==== Record list

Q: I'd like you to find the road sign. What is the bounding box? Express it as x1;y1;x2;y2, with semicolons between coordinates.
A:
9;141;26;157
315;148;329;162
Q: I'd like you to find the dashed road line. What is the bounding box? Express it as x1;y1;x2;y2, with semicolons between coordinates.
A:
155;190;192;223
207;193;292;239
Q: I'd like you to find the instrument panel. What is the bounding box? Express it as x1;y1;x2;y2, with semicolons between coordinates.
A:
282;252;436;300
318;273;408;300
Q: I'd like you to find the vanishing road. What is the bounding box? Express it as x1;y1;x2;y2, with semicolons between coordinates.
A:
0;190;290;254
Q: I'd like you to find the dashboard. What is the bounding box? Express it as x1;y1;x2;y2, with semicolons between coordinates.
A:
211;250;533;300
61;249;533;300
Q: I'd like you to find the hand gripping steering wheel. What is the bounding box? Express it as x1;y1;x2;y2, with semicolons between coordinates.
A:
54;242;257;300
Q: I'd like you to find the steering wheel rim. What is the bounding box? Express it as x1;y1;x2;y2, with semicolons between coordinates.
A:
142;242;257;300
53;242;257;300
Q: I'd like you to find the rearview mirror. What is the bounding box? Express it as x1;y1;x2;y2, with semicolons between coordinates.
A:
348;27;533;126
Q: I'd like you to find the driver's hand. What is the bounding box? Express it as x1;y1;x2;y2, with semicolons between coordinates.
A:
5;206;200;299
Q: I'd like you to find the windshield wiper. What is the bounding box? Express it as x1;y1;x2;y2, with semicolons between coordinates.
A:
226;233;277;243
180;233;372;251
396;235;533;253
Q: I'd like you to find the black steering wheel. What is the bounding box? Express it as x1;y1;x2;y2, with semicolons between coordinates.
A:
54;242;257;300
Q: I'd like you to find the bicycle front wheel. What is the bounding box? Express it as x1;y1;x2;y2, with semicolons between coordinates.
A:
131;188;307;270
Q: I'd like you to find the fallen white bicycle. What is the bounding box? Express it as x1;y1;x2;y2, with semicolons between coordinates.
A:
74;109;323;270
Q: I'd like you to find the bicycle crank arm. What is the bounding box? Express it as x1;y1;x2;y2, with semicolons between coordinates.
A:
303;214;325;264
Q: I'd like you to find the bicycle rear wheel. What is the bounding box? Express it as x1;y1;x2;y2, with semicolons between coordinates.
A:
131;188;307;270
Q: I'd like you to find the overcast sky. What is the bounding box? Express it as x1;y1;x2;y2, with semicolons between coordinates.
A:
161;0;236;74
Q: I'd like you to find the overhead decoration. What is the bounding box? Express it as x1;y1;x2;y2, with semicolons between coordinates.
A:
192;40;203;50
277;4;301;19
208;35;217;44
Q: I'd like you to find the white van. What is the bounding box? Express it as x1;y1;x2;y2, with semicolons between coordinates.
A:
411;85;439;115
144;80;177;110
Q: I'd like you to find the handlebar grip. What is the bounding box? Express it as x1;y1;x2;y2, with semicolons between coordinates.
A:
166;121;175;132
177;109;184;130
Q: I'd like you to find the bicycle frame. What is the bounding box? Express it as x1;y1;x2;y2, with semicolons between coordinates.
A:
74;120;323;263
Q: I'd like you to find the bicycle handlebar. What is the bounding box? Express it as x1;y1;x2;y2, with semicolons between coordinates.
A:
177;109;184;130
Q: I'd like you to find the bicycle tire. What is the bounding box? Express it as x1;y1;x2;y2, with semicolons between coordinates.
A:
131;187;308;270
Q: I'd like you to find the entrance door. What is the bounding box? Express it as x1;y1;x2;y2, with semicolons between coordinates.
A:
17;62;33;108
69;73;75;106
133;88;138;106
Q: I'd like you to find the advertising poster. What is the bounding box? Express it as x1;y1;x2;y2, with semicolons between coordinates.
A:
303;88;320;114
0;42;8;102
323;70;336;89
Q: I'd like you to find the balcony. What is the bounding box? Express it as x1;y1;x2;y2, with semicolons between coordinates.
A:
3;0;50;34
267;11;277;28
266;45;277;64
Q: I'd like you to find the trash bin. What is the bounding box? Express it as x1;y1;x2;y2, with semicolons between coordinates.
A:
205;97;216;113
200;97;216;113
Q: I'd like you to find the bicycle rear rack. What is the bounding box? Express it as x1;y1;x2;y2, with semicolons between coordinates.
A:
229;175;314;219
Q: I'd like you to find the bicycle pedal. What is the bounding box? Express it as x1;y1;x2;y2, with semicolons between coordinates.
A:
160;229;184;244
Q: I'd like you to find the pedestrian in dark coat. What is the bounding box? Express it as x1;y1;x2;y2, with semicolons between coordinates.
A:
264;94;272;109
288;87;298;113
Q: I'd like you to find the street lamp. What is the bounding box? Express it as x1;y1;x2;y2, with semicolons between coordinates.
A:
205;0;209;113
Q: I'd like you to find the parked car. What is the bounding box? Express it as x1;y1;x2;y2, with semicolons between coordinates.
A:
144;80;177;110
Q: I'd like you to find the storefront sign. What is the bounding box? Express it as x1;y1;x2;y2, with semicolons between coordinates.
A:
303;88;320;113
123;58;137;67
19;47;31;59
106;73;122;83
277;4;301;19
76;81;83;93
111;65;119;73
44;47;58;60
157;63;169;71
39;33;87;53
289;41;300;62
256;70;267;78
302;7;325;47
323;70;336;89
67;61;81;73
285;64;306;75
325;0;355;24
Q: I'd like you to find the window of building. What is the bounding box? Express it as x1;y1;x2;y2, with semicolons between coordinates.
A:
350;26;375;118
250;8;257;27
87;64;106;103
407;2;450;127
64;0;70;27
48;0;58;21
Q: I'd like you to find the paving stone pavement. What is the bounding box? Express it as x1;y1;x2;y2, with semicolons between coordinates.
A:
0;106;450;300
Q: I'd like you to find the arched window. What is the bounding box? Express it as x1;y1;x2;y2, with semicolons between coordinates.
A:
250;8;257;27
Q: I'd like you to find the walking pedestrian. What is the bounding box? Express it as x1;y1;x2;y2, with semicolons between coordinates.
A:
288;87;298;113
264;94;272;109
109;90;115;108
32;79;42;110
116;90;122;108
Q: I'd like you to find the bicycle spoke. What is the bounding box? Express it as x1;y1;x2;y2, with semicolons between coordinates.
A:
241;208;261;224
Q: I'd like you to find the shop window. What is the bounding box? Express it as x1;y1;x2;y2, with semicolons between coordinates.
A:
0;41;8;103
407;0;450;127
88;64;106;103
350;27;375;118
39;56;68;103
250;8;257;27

========
==== Record list

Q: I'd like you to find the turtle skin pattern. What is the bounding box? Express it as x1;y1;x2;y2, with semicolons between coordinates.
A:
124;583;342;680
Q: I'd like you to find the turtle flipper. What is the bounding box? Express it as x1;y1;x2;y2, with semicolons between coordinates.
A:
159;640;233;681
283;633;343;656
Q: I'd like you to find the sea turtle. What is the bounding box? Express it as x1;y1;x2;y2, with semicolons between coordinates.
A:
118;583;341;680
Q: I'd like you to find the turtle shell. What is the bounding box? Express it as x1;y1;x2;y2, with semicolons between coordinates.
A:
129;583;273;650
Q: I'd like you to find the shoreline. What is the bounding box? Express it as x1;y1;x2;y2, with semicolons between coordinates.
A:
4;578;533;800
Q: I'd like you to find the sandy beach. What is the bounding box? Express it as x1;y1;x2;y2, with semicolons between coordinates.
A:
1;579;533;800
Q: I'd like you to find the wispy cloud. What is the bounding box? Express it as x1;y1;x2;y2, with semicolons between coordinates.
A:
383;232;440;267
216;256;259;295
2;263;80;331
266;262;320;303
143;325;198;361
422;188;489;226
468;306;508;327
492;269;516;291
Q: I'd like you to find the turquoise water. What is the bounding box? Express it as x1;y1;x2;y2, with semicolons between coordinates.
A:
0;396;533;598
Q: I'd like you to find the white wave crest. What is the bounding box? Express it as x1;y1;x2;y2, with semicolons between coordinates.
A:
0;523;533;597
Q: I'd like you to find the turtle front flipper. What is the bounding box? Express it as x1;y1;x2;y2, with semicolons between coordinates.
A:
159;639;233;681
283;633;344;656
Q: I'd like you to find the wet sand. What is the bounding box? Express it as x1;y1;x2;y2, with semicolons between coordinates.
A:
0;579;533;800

========
==== Record list

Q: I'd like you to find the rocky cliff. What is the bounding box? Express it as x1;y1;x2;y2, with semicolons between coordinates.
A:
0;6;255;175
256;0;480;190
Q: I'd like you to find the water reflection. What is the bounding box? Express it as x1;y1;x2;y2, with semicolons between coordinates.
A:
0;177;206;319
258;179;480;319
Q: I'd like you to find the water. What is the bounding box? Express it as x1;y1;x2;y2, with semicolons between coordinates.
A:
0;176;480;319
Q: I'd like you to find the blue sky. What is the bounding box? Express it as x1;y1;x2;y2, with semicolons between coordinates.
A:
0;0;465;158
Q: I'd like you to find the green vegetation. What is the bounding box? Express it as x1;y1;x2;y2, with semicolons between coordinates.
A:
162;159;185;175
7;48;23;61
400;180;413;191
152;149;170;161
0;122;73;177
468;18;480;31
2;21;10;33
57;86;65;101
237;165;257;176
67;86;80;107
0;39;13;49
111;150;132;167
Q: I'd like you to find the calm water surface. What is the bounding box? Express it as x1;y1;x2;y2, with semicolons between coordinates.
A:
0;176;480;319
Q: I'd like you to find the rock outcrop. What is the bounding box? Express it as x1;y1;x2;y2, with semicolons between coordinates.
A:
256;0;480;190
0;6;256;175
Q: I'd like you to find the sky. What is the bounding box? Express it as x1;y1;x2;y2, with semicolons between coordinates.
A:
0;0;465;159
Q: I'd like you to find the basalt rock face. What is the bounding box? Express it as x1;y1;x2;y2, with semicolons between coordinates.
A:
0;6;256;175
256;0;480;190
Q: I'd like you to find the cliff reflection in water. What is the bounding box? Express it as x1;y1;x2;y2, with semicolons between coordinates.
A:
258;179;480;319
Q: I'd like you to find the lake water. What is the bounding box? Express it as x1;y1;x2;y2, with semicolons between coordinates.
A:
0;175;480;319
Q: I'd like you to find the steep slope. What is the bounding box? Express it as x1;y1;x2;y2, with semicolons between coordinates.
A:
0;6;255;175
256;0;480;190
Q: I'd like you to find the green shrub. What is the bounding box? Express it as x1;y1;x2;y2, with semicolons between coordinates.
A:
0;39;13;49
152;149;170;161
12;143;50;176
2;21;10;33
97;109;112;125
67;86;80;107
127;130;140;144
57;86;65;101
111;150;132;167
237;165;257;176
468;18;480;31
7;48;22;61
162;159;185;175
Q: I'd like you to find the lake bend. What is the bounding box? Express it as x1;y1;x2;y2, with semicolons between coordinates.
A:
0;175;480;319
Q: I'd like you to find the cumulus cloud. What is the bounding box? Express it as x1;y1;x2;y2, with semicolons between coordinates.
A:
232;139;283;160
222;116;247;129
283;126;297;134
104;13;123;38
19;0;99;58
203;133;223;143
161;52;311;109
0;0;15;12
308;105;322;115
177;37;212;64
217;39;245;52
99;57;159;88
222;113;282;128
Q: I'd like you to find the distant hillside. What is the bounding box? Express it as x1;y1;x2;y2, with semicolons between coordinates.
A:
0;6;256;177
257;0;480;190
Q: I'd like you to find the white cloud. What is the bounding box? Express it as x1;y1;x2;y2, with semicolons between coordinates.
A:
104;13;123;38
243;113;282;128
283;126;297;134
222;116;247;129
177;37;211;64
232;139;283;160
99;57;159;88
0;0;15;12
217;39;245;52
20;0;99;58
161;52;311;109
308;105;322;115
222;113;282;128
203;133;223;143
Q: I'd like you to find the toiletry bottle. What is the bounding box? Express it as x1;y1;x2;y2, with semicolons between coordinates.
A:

========

▸ **Exercise**: Copy the lines from the records above unchanged, beginning with the line that contains "Q: I'd like you to find the pedestrian" and continuing through the line that contains "205;0;209;113", both included.

▸ **Exercise result**:
Q: I'd like you to find the pedestrian in dark coat. What is the bounding box? Express it as x1;y1;x2;y2, with semicolons between coordinates.
A:
264;94;272;109
288;87;298;113
Q: I'd like you to find the street lamp. What is the bounding box? Express it as x1;y1;x2;y2, with semicolons between coordinates.
A:
205;0;209;113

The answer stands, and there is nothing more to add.